On 06/06/2010 10:49 PM, Mark Seeto wrote:
Hello,
I have a couple of questions about the ols function in Frank Harrell's rms
package.
Is there any way to specify variables by their column number in the data
frame rather than by the variable name?
For example,
library(rms)
x1<- rnorm(100, 0, 1)
x2<- rnorm(100, 0, 1)
x3<- rnorm(100, 0, 1)
y<- x2 + x3 + rnorm(100, 0, 5)
d<- data.frame(x1, x2, x3, y)
rm(x1, x2, x3, y)
lm(y ~ d[,2] + d[,3], data = d) # This works
ols(y ~ d[,2] + d[,3], data = d) # Gives error
Error in if (!length(fname) || !any(fname == zname)) { :
missing value where TRUE/FALSE needed
However, this works:
ols(y ~ x2 + d[,3], data = d)
The reason I want to do this is to program variable selection for
bootstrap model validation.
A related question: does ols allow "y ~ ." notation?

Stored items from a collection

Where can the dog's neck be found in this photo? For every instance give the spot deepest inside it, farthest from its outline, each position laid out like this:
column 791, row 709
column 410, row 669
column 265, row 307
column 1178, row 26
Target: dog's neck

### Things to do
A. In the forum post about the ols function, which columns make up the data frame d? Name each one.
B. From the ols forum post, return everything from "Is there any" down to "x1<- rnorm(100, 0, 1)".

### Solutions to the problems
A. x1, x2, x3, y

B.
Is there any way to specify variables by their column number in the data
frame rather than by the variable name?
For example,
library(rms)
x1<- rnorm(100, 0, 1)